→ WORK INSTRUCTIONS:
From the entries that follow, extract each line holding the string "dropping".

→ Collected data entries:
- - - -

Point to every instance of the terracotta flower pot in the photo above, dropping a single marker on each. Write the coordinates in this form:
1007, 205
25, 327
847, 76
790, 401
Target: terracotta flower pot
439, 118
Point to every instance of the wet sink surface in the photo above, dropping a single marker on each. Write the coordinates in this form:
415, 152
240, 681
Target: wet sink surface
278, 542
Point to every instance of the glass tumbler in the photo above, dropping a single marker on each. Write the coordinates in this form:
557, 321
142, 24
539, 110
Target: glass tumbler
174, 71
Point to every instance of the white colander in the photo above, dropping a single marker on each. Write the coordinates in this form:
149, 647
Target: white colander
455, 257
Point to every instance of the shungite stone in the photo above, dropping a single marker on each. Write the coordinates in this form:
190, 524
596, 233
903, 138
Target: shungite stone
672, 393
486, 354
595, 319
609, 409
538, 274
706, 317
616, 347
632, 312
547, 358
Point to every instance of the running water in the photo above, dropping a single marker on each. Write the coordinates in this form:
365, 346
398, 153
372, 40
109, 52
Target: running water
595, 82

- - - -

→ EXERCISE OUTPUT:
Point to every instance of the terracotta flower pot in the photo above, dropping a single marker on each. Write the coordinates in this form:
Point to every instance of the wet sink surface in the photo above, dropping a single marker on each. Write the coordinates in this form:
Point to every instance of the glass tumbler in the photo above, dropping a single marker on each. Write the coordinates in this form:
Point to every instance of the white colander in the photo above, dropping a single marker on each. Write the coordinates in this form:
Point to every instance of the shungite stone in the photo above, dropping a single marker on each. Write the coordinates in this form:
Point to every instance of the running water in the photo above, dropping a single marker on each. Write the coordinates in this form:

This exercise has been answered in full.